- THE EXERCISE:
State how many lines in the entries below contain the string "instances". Give only the number.

- STORED RECORDS:
***

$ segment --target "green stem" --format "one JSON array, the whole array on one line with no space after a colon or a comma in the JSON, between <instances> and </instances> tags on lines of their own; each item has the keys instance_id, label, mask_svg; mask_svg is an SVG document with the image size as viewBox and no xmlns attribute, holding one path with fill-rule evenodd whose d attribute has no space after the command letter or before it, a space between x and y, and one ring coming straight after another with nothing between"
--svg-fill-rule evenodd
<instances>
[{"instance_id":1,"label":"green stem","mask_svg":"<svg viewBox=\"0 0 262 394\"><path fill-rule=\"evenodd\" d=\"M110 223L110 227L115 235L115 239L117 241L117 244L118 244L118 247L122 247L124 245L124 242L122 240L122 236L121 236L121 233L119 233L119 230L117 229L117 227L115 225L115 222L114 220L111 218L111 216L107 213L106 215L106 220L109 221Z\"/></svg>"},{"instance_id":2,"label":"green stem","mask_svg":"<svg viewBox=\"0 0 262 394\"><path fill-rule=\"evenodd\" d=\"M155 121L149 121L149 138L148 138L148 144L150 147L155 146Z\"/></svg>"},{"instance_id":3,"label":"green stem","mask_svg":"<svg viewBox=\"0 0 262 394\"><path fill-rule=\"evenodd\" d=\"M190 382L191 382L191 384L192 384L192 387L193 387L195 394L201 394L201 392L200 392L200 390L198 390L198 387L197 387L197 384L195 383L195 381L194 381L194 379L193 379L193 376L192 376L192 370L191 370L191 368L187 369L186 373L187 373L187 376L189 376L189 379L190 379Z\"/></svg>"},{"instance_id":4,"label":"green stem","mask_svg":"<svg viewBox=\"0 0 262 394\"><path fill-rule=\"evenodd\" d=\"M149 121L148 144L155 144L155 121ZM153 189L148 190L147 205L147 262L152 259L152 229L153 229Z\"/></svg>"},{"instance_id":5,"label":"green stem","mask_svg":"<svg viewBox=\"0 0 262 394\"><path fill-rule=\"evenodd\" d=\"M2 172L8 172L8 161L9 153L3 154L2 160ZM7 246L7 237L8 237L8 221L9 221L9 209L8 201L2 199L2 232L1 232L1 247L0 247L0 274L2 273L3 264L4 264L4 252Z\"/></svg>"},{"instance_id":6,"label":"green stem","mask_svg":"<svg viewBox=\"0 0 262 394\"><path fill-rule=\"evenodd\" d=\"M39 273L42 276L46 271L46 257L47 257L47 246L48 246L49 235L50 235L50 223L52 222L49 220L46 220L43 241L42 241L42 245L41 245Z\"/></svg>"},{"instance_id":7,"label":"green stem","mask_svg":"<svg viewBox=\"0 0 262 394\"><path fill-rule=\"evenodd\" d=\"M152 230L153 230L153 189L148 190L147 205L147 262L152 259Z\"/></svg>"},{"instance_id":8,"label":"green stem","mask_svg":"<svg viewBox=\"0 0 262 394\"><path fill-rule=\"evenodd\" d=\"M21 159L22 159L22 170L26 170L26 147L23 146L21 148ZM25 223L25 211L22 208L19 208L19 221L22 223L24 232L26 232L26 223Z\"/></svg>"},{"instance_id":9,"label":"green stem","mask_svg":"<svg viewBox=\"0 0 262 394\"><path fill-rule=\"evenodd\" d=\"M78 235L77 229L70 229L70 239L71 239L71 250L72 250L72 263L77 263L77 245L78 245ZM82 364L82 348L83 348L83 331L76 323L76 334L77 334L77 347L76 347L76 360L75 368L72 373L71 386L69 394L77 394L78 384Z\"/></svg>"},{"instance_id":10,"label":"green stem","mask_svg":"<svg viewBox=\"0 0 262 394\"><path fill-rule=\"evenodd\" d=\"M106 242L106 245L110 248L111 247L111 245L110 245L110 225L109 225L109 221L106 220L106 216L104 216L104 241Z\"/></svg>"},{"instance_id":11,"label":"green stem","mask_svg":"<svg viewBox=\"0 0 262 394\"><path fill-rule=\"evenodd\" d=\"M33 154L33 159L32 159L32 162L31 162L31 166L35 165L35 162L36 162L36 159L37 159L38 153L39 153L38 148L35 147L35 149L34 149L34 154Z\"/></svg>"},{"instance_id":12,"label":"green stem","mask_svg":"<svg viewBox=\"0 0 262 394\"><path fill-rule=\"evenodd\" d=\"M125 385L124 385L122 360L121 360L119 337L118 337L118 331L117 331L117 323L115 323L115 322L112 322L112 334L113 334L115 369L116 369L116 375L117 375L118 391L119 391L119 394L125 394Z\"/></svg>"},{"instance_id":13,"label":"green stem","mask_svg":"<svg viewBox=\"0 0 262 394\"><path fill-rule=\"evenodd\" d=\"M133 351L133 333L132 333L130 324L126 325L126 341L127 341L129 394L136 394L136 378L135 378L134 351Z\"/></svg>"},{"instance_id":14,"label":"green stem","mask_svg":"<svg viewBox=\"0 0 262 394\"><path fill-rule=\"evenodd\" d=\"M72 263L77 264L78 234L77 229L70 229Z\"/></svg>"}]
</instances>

***

- TASK OUTPUT:
3